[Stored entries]
────────────────────
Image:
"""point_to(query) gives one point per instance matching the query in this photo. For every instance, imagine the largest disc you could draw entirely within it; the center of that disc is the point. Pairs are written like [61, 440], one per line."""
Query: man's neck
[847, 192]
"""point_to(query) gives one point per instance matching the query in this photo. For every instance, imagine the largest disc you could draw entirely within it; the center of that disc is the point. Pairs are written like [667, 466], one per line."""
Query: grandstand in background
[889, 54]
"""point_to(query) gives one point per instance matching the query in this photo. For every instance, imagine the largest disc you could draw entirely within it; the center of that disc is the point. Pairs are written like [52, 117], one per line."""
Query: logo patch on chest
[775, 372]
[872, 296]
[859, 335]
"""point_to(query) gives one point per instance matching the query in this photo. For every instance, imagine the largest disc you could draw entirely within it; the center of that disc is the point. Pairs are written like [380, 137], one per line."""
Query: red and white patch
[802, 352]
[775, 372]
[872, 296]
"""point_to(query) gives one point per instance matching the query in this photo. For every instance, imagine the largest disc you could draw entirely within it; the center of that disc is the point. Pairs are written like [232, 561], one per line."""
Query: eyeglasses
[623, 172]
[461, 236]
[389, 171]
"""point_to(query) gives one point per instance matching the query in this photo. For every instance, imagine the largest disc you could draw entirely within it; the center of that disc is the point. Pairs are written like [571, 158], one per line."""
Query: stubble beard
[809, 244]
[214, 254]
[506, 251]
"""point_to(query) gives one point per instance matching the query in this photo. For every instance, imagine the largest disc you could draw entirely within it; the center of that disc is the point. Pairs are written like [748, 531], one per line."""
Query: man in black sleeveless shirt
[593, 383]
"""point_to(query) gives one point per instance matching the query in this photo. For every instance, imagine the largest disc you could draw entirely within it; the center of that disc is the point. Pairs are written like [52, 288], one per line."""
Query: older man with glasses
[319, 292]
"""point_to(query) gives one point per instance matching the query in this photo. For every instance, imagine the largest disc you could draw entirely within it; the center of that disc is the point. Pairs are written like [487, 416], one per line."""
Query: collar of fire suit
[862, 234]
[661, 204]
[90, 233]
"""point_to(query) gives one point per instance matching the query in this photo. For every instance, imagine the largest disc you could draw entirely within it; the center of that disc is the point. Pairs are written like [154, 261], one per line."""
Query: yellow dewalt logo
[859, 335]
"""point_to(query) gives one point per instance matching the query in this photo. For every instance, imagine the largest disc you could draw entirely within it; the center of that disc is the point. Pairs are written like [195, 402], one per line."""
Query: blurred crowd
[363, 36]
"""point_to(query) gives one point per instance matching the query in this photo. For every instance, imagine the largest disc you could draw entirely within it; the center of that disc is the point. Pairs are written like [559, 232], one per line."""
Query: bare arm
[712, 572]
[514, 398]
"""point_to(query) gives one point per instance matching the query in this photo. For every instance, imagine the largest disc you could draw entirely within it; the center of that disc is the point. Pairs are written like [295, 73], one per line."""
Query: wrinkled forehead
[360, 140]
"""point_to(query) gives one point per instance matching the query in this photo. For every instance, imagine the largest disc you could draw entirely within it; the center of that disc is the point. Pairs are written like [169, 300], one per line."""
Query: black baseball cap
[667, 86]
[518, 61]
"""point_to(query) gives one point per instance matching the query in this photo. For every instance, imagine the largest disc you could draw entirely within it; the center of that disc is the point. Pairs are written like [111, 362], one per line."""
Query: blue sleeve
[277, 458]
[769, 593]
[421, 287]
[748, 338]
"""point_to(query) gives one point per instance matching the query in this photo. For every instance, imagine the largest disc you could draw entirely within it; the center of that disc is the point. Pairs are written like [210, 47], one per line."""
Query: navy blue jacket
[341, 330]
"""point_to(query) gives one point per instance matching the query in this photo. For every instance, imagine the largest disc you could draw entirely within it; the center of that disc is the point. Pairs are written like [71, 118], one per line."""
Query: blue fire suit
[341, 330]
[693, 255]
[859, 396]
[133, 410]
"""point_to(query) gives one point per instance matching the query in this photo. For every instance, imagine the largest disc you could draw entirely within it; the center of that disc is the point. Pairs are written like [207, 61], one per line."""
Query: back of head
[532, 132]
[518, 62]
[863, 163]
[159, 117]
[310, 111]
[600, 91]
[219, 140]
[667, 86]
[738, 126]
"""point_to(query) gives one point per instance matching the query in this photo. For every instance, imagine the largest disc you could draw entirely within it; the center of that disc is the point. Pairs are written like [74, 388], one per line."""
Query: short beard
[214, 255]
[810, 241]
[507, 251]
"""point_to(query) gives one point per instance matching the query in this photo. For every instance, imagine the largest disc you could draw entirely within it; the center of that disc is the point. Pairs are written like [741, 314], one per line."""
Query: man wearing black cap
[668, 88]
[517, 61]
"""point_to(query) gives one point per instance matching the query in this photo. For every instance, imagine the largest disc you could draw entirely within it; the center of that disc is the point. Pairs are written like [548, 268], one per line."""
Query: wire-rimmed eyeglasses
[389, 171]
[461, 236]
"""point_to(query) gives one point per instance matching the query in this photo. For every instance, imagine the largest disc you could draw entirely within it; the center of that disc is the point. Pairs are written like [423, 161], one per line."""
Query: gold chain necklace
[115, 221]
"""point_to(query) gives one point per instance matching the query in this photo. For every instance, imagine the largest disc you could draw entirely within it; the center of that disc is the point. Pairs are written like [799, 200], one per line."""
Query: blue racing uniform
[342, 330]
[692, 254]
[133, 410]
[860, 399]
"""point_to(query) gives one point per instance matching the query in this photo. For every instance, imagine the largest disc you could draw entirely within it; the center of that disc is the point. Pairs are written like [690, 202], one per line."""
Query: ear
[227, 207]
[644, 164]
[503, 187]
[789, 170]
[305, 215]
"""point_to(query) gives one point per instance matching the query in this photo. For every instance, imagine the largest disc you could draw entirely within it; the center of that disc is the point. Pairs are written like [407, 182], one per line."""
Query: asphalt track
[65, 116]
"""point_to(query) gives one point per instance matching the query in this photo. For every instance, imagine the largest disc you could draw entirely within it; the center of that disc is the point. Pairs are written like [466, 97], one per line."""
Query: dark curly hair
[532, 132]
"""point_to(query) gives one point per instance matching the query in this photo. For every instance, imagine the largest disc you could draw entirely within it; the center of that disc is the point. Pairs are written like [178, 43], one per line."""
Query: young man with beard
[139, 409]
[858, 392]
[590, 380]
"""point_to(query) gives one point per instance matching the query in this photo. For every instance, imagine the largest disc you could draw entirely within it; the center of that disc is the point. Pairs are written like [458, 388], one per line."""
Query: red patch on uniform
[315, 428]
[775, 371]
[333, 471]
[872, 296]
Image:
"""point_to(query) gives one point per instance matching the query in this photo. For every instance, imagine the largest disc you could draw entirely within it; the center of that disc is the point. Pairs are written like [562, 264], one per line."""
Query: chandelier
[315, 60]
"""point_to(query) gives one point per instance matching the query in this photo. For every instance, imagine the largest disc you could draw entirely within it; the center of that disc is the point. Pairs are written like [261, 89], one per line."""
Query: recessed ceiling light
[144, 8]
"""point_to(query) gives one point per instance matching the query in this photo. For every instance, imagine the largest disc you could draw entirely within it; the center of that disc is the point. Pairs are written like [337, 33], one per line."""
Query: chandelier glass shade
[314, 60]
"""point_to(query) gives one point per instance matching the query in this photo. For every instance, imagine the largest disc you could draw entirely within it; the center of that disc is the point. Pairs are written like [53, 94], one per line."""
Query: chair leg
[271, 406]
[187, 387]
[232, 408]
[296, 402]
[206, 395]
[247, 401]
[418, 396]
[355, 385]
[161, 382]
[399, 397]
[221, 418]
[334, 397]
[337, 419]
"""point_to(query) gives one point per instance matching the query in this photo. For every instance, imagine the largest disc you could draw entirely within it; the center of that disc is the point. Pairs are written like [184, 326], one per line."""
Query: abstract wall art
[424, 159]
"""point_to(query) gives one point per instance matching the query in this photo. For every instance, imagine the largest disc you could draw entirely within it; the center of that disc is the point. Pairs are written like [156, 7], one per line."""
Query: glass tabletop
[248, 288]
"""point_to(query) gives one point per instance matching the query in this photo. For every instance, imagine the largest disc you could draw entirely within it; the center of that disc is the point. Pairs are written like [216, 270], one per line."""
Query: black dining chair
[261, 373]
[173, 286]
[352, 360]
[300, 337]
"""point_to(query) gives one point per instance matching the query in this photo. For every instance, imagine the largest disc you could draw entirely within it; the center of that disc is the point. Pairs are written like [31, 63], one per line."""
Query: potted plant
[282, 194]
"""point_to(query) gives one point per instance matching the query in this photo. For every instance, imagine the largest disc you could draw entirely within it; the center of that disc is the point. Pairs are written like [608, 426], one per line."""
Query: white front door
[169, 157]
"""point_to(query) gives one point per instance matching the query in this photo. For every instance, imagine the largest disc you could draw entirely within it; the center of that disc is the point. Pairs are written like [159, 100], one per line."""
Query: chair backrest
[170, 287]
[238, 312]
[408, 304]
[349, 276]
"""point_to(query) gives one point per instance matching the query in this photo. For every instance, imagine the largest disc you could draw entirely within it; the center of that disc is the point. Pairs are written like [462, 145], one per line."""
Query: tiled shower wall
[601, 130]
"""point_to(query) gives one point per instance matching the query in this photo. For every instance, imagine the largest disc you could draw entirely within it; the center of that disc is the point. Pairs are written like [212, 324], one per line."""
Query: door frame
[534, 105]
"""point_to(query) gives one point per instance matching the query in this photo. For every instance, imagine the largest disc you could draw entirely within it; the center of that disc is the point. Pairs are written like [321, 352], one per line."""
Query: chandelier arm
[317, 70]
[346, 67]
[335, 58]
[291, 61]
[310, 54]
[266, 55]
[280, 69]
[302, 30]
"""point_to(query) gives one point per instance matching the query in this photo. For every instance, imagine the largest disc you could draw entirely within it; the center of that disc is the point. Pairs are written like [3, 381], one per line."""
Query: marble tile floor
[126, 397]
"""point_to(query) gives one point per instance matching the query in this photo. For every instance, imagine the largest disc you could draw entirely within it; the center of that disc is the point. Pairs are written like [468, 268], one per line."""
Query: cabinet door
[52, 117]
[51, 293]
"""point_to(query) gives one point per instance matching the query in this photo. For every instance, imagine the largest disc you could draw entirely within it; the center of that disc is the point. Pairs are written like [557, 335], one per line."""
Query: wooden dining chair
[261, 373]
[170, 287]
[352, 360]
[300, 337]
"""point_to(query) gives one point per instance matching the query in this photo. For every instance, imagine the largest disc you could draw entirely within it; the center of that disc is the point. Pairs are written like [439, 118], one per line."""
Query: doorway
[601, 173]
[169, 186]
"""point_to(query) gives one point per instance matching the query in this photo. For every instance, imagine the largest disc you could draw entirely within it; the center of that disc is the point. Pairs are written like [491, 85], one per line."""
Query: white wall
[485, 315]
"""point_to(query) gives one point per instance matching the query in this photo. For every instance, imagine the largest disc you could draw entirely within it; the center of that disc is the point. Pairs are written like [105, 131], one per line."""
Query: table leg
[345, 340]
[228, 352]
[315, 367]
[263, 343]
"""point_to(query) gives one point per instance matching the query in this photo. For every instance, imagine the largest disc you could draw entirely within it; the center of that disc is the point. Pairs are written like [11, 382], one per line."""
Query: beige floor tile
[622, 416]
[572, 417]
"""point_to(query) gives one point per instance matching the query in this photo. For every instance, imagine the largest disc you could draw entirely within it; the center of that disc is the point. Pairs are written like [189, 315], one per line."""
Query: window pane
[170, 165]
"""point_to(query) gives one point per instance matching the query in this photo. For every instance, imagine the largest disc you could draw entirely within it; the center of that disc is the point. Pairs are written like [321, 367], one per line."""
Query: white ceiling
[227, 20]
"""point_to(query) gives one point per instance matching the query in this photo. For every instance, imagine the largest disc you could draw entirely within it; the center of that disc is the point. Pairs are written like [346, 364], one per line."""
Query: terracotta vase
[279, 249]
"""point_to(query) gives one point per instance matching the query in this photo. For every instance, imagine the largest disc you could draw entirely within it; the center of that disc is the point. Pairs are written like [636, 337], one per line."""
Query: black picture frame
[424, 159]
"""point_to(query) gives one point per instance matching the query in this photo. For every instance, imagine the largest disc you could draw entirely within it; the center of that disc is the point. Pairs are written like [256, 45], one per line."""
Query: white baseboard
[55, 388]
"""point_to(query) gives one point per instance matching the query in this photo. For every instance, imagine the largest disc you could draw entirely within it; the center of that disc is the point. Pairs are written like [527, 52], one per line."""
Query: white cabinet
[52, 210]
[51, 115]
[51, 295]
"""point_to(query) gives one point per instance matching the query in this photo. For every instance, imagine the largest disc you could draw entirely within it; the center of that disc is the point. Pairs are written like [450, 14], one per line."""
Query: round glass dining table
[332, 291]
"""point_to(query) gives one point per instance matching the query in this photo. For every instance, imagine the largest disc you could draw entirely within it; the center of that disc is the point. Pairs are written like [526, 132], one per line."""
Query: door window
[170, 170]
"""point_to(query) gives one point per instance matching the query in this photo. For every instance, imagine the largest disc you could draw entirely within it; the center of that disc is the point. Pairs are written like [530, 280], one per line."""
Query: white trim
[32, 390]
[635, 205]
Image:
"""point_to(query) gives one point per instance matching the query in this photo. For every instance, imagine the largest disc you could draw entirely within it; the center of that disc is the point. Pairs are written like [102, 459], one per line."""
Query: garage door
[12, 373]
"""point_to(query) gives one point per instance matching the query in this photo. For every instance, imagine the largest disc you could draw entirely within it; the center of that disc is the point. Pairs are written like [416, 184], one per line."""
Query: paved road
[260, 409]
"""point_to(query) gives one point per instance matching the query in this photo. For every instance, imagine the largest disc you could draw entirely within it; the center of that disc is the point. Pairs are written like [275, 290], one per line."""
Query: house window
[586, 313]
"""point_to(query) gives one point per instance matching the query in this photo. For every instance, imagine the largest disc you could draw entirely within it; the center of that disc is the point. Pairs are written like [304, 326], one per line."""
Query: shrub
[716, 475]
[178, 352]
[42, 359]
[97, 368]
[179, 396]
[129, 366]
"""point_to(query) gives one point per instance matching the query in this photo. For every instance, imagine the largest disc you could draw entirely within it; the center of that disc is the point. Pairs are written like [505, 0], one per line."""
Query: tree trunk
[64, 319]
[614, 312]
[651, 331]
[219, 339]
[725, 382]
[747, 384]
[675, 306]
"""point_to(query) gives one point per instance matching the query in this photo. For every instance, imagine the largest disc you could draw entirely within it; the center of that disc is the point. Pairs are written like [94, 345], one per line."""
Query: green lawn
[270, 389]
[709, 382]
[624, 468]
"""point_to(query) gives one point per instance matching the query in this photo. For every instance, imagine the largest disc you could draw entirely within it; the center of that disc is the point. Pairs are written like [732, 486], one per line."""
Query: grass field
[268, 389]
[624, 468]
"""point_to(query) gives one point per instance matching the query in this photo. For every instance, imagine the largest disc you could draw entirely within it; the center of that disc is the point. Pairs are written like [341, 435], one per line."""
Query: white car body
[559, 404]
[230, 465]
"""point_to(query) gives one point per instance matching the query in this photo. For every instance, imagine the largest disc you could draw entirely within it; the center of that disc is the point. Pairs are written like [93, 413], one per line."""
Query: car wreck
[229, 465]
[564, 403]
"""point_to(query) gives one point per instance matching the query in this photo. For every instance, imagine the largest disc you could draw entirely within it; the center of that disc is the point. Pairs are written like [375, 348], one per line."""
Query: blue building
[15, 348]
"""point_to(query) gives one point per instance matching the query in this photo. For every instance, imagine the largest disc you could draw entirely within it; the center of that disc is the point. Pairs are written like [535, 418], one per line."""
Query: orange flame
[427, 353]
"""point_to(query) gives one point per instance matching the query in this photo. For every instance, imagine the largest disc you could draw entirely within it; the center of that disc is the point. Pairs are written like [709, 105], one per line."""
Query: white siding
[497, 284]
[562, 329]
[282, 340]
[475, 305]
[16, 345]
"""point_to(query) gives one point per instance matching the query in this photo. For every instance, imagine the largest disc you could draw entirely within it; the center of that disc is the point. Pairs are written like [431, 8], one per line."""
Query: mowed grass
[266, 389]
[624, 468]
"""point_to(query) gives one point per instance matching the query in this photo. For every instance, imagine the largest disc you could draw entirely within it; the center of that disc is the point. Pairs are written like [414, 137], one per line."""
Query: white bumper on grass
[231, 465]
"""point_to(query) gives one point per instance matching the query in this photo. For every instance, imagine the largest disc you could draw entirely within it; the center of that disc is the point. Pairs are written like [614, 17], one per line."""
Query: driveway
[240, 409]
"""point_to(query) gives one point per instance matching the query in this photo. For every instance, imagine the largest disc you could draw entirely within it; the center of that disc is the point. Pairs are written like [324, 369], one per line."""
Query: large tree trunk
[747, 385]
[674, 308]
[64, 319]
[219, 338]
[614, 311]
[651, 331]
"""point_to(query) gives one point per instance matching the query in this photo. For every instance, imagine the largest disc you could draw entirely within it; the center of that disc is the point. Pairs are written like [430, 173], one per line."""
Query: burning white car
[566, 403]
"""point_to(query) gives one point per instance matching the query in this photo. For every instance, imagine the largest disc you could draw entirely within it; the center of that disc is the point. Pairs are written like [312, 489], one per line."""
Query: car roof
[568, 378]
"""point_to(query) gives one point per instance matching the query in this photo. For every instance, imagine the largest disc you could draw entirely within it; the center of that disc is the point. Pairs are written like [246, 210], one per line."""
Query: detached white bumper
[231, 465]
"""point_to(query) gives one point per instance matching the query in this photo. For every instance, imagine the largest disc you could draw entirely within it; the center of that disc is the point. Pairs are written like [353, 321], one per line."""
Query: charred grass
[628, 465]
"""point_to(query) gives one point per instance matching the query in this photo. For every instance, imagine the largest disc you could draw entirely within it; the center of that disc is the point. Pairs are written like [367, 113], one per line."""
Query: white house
────────────────────
WHAT IS BEING ASKED »
From the line with "Query: driveway" through the last line of the records, set down every line exactly as written and leave out all others.

EXERCISE RESULT »
Query: driveway
[240, 409]
"""point_to(query) gives one point per instance matching the query in this photo. For every instance, imagine the largest disc you could draw entirely within it; the center of that disc is the point. Pairs are written like [324, 369], one per line."""
Query: large tree trunk
[747, 385]
[674, 308]
[64, 319]
[219, 338]
[614, 311]
[651, 331]
"""point_to(query) gives one point per instance matching the query in this photo. For every instance, imagine the largest disc you could draw entirely within it; the center of that disc is the point. Pairs are written like [430, 173], one per line."""
Query: burning white car
[566, 403]
"""point_to(query) gives one point per instance matching the query in this photo. For every instance, imagine the largest disc you could draw entirely within it; the center of that disc is the point. Pairs are written like [312, 489], one per line."""
Query: car roof
[568, 378]
"""point_to(query) gives one point per instance matching the query in this photo. For every instance, imagine the largest disc you could draw entirely within it; the center of that disc is the point. Pairs are written like [246, 210], one per line."""
Query: detached white bumper
[231, 465]
"""point_to(query) gives one point per instance matching the query in this photo. For every instance, imagine the largest disc you could draw entirely within it; the center of that disc is the point. Pairs are written like [353, 321], one per line."""
Query: charred grass
[628, 465]
"""point_to(query) gives one point per instance matching the query in this photo. For every instance, imagine the largest disc you could draw entirely within it; the center of that disc is the point. Pairs are written like [367, 113], one per line."""
Query: white house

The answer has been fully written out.